PROBLEM DETAILS
Repeat word for word the line with "For each instance of the bird's claw, the" and every line after it until the records below run out.

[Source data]
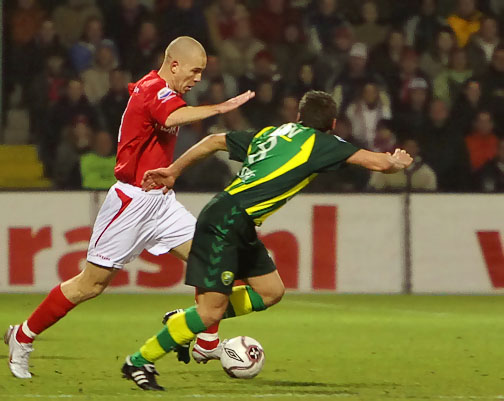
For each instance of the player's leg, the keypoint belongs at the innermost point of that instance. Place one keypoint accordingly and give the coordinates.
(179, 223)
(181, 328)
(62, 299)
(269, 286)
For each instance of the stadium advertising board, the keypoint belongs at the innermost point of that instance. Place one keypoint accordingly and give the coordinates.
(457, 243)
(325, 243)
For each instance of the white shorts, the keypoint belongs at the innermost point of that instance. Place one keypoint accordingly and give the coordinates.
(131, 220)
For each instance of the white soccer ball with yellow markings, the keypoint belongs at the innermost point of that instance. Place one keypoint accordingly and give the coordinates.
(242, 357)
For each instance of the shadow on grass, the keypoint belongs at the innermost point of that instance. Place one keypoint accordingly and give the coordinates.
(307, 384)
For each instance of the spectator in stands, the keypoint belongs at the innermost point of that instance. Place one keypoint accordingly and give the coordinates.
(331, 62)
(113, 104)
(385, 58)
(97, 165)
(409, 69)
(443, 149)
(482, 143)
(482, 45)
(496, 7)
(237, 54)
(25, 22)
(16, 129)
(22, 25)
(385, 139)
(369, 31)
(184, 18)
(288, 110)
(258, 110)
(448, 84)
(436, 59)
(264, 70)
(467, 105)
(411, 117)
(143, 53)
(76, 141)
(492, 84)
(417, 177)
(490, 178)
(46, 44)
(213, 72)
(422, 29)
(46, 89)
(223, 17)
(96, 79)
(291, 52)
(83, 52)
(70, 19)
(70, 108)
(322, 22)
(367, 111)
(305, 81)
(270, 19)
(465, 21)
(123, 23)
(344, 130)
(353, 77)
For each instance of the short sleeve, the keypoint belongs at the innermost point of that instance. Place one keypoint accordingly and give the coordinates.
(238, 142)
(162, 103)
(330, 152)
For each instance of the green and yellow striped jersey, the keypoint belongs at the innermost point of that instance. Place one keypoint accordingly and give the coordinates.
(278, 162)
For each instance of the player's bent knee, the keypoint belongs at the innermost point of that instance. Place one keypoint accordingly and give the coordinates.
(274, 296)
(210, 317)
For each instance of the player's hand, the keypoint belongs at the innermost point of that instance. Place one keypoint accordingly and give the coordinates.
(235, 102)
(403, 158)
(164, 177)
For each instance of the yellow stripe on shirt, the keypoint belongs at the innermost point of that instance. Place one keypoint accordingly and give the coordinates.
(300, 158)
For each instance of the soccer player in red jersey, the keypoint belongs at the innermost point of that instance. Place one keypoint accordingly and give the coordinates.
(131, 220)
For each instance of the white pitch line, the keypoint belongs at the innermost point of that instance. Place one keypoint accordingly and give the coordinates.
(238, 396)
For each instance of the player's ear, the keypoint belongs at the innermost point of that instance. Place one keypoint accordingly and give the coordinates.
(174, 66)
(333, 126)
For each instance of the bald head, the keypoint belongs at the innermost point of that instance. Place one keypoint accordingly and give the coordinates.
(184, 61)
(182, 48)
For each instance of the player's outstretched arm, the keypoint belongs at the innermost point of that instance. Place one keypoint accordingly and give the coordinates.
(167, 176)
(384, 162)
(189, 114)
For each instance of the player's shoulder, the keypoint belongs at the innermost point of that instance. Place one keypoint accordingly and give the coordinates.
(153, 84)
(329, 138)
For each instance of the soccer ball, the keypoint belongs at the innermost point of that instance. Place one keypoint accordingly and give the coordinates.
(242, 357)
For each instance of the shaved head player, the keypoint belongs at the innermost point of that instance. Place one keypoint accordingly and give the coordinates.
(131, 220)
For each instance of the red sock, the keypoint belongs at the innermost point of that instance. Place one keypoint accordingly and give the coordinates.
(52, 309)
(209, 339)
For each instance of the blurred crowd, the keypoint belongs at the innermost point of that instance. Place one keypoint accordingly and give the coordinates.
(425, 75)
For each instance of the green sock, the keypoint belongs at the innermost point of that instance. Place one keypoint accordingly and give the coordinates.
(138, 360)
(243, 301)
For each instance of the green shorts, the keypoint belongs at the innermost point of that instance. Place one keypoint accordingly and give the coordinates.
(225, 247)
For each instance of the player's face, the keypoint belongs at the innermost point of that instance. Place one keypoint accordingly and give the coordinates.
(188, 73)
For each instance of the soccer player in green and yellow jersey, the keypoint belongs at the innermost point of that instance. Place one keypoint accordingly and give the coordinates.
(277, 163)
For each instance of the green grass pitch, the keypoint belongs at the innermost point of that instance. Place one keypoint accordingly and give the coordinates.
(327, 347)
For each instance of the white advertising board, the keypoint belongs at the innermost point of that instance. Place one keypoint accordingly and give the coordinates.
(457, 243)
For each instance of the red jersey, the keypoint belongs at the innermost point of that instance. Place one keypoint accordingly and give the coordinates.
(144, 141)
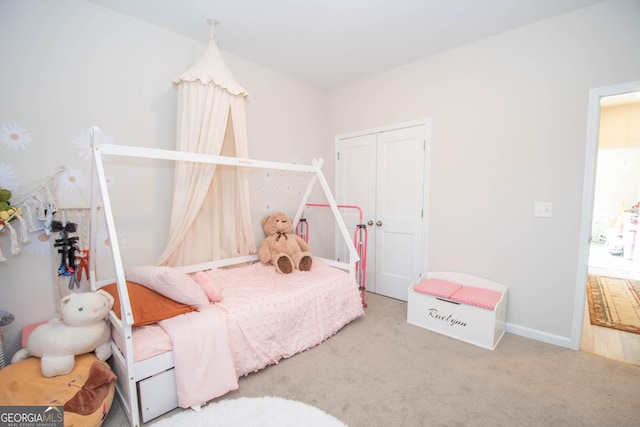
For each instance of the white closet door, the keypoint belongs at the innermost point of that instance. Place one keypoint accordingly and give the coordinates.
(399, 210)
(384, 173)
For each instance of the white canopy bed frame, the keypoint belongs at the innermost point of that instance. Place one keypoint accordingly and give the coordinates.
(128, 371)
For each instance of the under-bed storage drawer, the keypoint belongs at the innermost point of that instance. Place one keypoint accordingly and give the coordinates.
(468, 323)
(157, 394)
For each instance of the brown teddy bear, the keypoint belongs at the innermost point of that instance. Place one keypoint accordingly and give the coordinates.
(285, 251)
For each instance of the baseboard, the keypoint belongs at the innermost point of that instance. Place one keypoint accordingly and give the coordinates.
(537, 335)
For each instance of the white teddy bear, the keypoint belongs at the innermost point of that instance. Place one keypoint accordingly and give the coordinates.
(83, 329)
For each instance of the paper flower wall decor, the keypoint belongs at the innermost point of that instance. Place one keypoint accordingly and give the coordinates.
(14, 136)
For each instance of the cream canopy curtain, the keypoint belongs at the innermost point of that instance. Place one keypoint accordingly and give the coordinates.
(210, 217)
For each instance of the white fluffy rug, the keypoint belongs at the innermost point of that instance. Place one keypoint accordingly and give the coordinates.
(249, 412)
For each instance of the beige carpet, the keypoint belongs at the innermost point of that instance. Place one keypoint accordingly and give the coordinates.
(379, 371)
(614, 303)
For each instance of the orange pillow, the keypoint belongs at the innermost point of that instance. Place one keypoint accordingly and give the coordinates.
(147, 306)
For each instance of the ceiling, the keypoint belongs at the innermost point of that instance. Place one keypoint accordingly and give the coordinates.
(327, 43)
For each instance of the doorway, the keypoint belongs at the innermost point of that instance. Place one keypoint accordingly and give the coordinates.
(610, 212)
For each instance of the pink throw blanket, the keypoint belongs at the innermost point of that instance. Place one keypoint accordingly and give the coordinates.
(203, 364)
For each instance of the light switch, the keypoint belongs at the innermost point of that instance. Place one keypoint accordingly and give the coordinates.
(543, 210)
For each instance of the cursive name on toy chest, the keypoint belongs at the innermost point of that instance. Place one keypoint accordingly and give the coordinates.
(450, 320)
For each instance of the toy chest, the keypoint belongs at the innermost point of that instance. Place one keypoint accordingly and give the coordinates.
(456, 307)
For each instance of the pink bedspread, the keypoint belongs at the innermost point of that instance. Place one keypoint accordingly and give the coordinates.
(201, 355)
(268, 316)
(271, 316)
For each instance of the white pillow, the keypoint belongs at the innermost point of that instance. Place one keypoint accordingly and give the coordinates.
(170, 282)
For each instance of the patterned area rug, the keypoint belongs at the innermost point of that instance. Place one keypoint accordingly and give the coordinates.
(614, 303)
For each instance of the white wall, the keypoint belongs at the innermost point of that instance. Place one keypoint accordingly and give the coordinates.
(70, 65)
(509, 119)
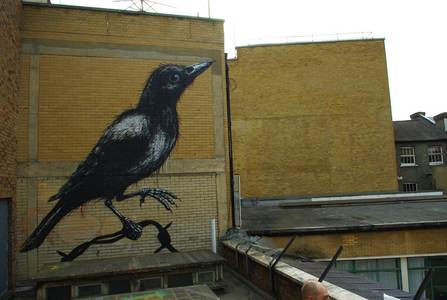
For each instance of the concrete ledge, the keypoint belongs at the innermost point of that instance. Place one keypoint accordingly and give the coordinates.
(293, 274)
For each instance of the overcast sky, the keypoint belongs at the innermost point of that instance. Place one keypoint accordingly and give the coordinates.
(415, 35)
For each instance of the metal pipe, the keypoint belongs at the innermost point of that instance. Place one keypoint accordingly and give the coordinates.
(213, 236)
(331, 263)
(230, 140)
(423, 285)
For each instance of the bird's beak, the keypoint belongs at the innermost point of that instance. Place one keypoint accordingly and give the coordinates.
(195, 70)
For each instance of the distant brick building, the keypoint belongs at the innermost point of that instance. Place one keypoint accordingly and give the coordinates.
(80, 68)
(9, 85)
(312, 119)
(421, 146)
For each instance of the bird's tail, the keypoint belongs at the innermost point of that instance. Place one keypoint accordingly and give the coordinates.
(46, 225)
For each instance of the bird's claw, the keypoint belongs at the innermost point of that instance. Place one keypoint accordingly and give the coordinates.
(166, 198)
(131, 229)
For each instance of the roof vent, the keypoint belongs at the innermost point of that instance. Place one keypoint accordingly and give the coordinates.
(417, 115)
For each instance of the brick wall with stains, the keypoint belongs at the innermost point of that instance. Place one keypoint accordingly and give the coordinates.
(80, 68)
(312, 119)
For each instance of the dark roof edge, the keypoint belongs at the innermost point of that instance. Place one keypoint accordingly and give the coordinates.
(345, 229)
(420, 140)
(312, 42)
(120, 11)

TASK RESULT
For each instance of the bird's claw, the keypoint belongs at the innermost point of that instance. Place one keypoint accordingly and give the coordinates.
(166, 198)
(131, 229)
For each instance of the roof vent, the keypoint belongs at the innermost point of that instance. Place one keypoint accordingly and give the coordinates.
(417, 115)
For each instance of the brick wall with stains, the keypoint belongs at the innermost point of that instance. Place one keypoint accordingly and give the coordinates.
(80, 68)
(312, 119)
For each instance of the dark roof edge, the keypoint belongs at the innermost point of that instance. Place one keypoint accordingly and give the coordinates.
(345, 229)
(420, 140)
(312, 42)
(120, 11)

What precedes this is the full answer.